> What this task involves: Reproduce exactly the lines below, starting with the line that contains "Expected: one point per instance of the small" and ending with the last line of the records, both included, and nothing else.

Point annotation dataset records:
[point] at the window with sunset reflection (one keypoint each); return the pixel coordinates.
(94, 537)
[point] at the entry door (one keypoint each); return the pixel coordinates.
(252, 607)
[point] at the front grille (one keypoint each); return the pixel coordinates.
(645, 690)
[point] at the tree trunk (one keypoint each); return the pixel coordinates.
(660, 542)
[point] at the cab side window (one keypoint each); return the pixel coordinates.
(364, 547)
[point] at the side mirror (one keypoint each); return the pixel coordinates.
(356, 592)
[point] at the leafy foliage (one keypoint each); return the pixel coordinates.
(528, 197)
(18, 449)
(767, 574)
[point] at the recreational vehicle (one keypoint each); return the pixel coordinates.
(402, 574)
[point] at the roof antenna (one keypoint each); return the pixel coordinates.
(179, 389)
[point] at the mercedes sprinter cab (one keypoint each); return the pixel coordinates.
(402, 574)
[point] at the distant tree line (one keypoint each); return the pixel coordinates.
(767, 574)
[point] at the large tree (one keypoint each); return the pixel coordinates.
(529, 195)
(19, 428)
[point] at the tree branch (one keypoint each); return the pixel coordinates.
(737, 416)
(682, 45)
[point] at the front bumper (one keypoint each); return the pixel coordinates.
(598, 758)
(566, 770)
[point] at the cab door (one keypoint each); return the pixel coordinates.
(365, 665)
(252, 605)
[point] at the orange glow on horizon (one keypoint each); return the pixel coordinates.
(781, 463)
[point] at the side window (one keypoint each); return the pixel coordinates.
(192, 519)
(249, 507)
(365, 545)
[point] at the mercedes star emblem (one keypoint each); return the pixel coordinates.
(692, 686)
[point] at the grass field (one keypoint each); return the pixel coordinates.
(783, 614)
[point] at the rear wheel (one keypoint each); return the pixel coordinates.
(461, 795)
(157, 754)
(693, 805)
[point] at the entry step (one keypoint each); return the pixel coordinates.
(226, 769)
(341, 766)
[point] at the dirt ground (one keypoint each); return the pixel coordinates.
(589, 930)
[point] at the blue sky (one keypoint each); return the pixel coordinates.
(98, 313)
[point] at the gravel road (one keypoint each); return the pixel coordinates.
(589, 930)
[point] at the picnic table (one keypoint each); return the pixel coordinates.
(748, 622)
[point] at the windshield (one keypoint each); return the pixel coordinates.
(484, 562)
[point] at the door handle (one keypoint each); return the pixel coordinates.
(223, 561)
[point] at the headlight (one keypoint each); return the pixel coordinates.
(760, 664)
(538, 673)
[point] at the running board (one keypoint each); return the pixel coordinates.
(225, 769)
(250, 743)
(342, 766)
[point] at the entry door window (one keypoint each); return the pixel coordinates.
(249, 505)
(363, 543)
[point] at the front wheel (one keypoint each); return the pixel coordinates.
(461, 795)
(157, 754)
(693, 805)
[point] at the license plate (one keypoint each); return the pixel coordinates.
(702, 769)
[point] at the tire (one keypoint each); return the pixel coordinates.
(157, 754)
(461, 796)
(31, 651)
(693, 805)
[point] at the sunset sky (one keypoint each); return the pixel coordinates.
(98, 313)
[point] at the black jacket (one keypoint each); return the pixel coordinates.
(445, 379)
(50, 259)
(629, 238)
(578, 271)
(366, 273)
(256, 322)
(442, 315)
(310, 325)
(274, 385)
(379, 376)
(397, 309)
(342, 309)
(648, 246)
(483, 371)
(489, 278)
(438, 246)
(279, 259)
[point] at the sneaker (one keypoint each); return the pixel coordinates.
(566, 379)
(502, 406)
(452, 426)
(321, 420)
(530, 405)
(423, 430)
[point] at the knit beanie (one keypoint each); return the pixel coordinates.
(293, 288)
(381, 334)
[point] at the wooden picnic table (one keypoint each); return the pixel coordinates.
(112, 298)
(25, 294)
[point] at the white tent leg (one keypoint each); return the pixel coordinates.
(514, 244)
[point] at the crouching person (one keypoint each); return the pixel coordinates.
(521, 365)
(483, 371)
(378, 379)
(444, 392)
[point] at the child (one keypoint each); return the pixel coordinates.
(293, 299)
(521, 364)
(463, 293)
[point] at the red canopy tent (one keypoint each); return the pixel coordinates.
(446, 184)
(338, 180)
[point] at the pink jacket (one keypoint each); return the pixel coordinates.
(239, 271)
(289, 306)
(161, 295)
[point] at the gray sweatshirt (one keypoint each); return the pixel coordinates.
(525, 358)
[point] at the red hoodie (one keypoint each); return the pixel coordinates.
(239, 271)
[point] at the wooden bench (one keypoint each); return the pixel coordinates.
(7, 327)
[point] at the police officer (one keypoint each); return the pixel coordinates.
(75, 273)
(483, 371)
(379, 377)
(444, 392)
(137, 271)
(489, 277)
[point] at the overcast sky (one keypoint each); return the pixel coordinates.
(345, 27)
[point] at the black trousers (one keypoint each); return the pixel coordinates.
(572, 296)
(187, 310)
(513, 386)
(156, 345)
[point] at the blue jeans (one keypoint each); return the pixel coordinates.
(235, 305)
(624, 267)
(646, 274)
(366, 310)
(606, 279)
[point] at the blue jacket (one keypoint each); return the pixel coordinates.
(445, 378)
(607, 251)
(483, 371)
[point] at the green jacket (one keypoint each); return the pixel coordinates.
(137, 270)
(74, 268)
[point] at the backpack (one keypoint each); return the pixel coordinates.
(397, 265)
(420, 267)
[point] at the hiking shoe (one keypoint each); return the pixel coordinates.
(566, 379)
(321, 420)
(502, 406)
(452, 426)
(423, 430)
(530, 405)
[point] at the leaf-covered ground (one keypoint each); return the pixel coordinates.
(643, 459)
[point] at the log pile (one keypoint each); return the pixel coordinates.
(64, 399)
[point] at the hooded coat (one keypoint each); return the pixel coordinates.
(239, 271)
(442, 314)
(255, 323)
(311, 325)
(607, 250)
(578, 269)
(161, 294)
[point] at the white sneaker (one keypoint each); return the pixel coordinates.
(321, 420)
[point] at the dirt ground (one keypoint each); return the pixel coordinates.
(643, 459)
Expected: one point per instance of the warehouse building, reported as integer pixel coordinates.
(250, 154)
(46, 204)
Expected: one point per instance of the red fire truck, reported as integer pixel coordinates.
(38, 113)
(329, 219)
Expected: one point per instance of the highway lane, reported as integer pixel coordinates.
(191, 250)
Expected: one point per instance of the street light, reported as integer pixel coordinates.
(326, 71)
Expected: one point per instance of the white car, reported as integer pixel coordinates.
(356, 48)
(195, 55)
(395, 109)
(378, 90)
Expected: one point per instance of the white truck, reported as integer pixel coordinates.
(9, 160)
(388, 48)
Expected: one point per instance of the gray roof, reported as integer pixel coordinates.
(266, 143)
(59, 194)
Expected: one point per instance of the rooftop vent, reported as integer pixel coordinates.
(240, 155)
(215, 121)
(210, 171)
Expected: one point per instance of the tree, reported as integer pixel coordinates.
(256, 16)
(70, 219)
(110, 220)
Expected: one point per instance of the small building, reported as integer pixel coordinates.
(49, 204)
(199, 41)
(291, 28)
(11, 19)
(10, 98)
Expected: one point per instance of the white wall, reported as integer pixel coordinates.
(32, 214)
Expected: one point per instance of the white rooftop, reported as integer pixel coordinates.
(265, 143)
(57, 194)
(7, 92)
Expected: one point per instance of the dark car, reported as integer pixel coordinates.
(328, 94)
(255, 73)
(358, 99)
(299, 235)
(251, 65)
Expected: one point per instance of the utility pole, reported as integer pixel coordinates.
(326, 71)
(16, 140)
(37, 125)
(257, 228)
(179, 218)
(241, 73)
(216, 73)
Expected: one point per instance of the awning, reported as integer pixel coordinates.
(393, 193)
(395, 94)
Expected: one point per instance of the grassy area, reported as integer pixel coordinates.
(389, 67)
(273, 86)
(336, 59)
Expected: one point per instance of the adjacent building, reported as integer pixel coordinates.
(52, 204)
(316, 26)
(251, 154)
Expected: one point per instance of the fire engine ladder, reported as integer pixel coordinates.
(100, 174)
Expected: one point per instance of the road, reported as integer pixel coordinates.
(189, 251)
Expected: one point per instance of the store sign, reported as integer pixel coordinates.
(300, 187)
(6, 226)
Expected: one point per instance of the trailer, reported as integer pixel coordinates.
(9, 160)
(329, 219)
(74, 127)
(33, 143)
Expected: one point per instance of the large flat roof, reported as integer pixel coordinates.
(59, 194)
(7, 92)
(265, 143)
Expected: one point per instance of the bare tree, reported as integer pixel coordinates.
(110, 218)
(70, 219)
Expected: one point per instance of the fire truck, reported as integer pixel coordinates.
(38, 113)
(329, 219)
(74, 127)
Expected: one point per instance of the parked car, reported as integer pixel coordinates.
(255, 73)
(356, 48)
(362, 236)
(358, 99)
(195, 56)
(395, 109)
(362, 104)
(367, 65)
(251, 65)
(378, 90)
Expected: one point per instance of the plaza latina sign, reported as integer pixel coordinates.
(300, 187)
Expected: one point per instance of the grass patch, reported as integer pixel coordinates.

> Response:
Expected: one point per instance of the small building, reported as integer pixel coordinates.
(49, 204)
(199, 41)
(291, 28)
(11, 19)
(10, 98)
Expected: one point per instance of the white wall, reported as integer pixel coordinates.
(32, 214)
Expected: one point per instance of the white rooftop, reported as integer pixel coordinates.
(265, 143)
(57, 194)
(7, 92)
Expected: one point per instance of the dark car, reported as integer pixel coordinates.
(328, 94)
(255, 73)
(358, 99)
(299, 235)
(251, 65)
Expected: one point per instance of the utility pole, reported as integer pixel coordinates.
(326, 71)
(16, 140)
(37, 125)
(257, 228)
(179, 218)
(241, 73)
(216, 73)
Expected: one point per instance of the awning, reported as integer pixel coordinates.
(393, 193)
(395, 94)
Expected: one point per instance of the grassy area, reported as integer pixel coordinates.
(389, 67)
(273, 86)
(336, 59)
Expected: one point per instance of the adjacent building, reported as integer pixel coordinates.
(52, 204)
(316, 26)
(251, 154)
Expected: one point per instance of the fire engine ladder, reported as integer pixel coordinates.
(100, 174)
Expected: one point per instance of the road, reported as integer pixel coordinates.
(189, 251)
Expected: one point per instance of the store sign, reported as integer pixel coordinates.
(300, 187)
(6, 226)
Expected: one point per instance of the trailer, reported as integer pixel coordinates.
(9, 160)
(329, 219)
(74, 127)
(33, 143)
Expected: one point per instance of the large flat roof, reported as integer pixel coordinates.
(59, 194)
(7, 92)
(265, 143)
Expected: one point per instance of the bare tree, reported as integer pixel coordinates.
(110, 218)
(70, 219)
Expected: one point per instance of the fire truck, reported as integer pixel coordinates.
(38, 113)
(329, 219)
(74, 127)
Expected: one point per instance of the parked car, reported as integer pixel coordinates.
(255, 73)
(356, 48)
(362, 236)
(358, 99)
(195, 56)
(395, 109)
(362, 104)
(367, 65)
(251, 65)
(378, 90)
Expected: one point per instance of the plaza latina sign, reported as integer pixel coordinates.
(300, 187)
Expected: one point per instance of the grass patch, reported as integer pixel coordinates.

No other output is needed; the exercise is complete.